Several ministers, including the minister of Justice and Constitutional Development, the minister of Police, and the minister of Health, had appealed a Western Cape High Court order last year, declaring certain sections of the Drug Trafficking Act and the Medicines Act to be inconsistent with the Constitution as they prohibited the use of cannabis by an adult in a private home for personal consumption.

The successful application to decriminalise marijuana had been driven by Dagga Party leader Jeremy Acton and Rastafarian Garreth Prince. The parties who brought the case were all cannabis users for medicinal, spiritual, recreational and other reasons.

The high court found that provisions in the acts unjustifiably limited the applicants’ rights to privacy, and found it unjustifiable to prevent a person from possessing, purchasing or cultivating cannabis in the privacy of their own homes.

The court had ordered Parliament to change things within 24 months.

The State argued psychoactive components of cannabis use causes the impairment of reasoning abilities and poses potential dangers to third parties.

They argued cannabis is also dangerous because it is a “gateway” drug, which leads its users to experiment with other more dangerous and illicit substances.

They charged that new farming methods, as well as the propensity to mix cannabis with other dangerous substances to create new composite street drugs such as whoonga, have increased its potency and exacerbated its harmful effects.

King Adam Kok V of the Griqua Nation, Griqua Nation chief Petrus Vaalbooi, and the Auni San people applied for admission as intervening parties, and said the Griqua and Auni San people had long used cannabis for medicinal, spiritual and cultural purpose, and that their heritage and culture was threatened by the blanket criminalisation of cannabis.

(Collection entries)
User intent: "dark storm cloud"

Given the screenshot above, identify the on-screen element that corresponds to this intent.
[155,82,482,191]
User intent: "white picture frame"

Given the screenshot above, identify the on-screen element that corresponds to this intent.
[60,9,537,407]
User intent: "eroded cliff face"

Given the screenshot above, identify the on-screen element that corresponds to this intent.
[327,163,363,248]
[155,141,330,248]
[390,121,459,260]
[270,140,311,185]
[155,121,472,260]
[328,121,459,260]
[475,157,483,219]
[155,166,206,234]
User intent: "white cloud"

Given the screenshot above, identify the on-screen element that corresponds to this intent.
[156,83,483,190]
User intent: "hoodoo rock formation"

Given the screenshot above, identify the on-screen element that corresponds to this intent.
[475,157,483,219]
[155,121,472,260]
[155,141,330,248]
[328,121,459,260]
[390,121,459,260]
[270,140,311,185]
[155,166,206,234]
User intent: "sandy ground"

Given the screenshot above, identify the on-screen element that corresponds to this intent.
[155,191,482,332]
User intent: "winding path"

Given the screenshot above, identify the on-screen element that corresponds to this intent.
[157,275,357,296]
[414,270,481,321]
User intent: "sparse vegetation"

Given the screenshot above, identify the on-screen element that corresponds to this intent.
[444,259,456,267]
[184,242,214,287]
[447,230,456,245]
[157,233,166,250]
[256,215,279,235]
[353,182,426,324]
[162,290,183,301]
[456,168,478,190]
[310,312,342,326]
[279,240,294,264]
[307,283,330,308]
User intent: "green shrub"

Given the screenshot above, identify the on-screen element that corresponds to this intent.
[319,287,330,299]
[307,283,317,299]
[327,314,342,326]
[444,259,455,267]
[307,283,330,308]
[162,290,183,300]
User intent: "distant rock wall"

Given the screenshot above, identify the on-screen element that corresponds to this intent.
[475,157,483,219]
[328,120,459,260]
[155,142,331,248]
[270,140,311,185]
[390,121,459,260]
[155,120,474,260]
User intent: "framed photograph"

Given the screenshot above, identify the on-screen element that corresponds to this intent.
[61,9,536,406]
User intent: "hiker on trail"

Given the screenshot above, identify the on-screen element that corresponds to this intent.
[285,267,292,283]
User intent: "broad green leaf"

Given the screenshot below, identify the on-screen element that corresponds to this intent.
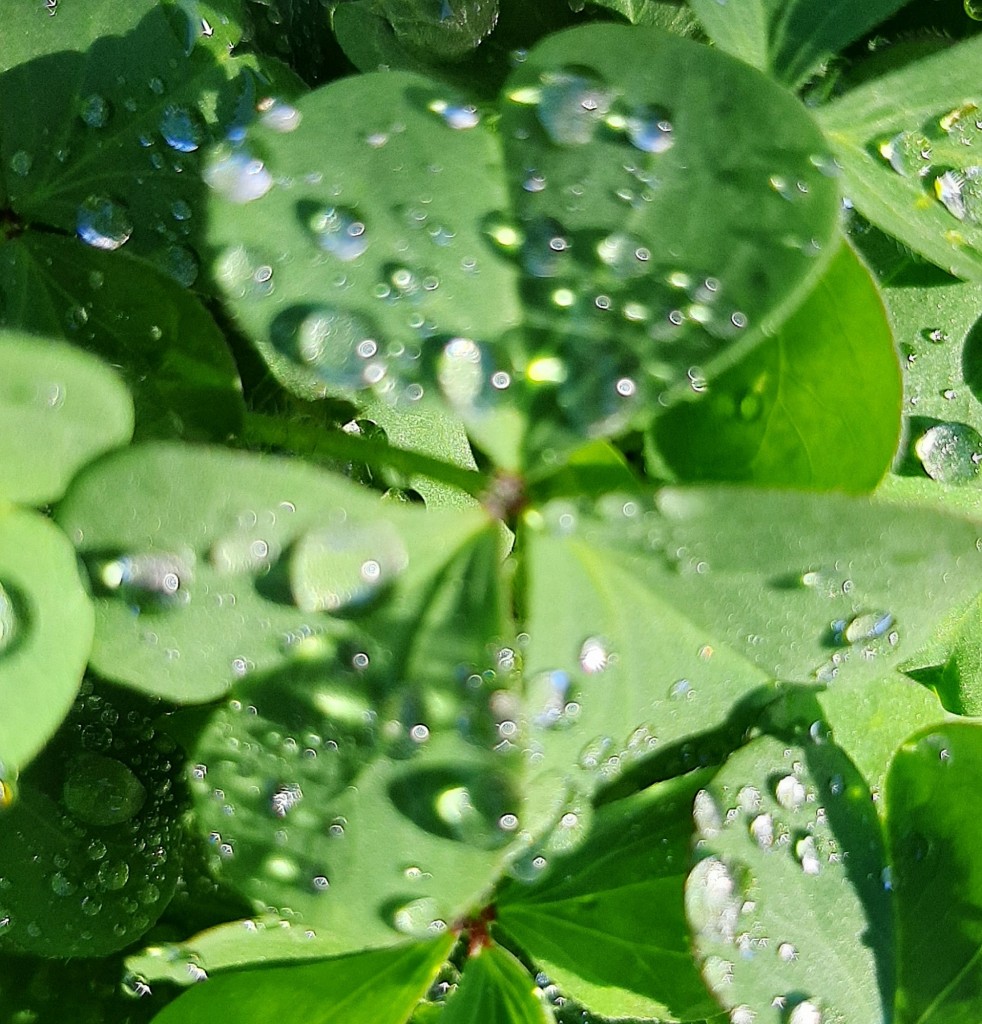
[0,232,243,440]
[887,723,982,1024]
[439,944,553,1024]
[519,487,982,786]
[815,673,947,814]
[0,508,92,774]
[0,331,133,505]
[503,24,838,415]
[0,0,297,284]
[147,935,453,1024]
[495,774,718,1020]
[817,38,982,281]
[685,737,894,1024]
[654,245,901,493]
[52,444,494,702]
[0,685,186,957]
[691,0,909,88]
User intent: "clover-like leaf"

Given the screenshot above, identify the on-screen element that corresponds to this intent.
[654,240,901,493]
[887,722,982,1024]
[685,737,894,1024]
[147,936,453,1024]
[496,773,718,1020]
[817,38,982,281]
[0,508,93,774]
[0,332,133,505]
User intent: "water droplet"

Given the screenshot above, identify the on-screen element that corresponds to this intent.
[291,522,409,611]
[75,196,133,251]
[579,637,613,676]
[10,150,34,178]
[79,93,112,128]
[257,96,303,134]
[271,305,386,390]
[61,753,146,825]
[913,423,982,484]
[202,145,272,203]
[429,99,480,131]
[774,775,807,811]
[309,206,369,263]
[160,103,205,153]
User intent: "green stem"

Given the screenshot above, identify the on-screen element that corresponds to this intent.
[244,413,489,499]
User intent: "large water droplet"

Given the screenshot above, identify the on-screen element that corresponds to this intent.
[160,103,205,153]
[61,754,146,825]
[536,69,613,145]
[202,145,272,203]
[913,423,982,484]
[292,522,409,611]
[309,206,369,263]
[271,305,385,390]
[75,196,133,251]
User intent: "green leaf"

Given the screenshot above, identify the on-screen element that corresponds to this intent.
[0,508,92,774]
[0,232,243,440]
[686,737,894,1024]
[887,722,982,1024]
[207,26,837,460]
[0,331,133,505]
[654,245,901,493]
[692,0,908,88]
[58,444,493,702]
[496,773,718,1020]
[0,685,186,957]
[817,38,982,281]
[147,936,453,1024]
[0,0,297,284]
[439,945,553,1024]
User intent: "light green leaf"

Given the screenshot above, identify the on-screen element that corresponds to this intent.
[686,737,894,1024]
[817,38,982,281]
[0,508,92,774]
[887,722,982,1024]
[439,944,553,1024]
[147,935,453,1024]
[692,0,909,88]
[0,684,186,957]
[496,773,718,1020]
[57,444,494,702]
[654,245,901,493]
[0,232,243,440]
[0,331,133,505]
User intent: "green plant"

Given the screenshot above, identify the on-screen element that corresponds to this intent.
[0,0,982,1024]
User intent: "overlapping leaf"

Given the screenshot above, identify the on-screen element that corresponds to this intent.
[818,38,982,281]
[0,332,133,505]
[0,508,92,781]
[686,737,894,1024]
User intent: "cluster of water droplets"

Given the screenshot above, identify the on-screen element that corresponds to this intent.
[879,102,982,225]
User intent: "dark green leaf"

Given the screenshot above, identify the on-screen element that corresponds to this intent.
[887,722,982,1024]
[0,508,92,770]
[654,246,901,493]
[691,0,908,88]
[0,232,243,440]
[439,945,553,1024]
[147,936,453,1024]
[0,331,133,505]
[686,737,894,1024]
[496,775,718,1020]
[819,35,982,281]
[0,686,185,957]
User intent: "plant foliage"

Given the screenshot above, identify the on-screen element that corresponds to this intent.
[0,0,982,1024]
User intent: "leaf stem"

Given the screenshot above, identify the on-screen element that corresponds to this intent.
[243,413,490,499]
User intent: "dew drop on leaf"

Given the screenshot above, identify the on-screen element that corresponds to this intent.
[160,103,205,153]
[75,196,133,251]
[913,423,982,484]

- Complete the following -
A. From the passage on the cannabis court case, transcribe the portion that begins at the words "The high court" and stops after the words "its harmful effects.".
B. Condense the paragraph of the cannabis court case passage that opens with "King Adam Kok V of the Griqua Nation" into a short bulleted list that keeps its main facts.

- Answers -
A.
The high court found that provisions in the acts unjustifiably limited the applicants’ rights to privacy, and found it unjustifiable to prevent a person from possessing, purchasing or cultivating cannabis in the privacy of their own homes.

The court had ordered Parliament to change things within 24 months.

The State argued psychoactive components of cannabis use causes the impairment of reasoning abilities and poses potential dangers to third parties.

They argued cannabis is also dangerous because it is a “gateway” drug, which leads its users to experiment with other more dangerous and illicit substances.

They charged that new farming methods, as well as the propensity to mix cannabis with other dangerous substances to create new composite street drugs such as whoonga, have increased its potency and exacerbated its harmful effects.

B.
- King Adam Kok V of the Griqua Nation, Griqua Nation chief Petrus Vaalbooi, and the Auni San people applied to join the case as intervening parties.
- They said the Griqua and Auni San people had long used cannabis for medicinal, spiritual, and cultural purposes.
- They said the blanket criminalization of cannabis threatened their heritage and culture.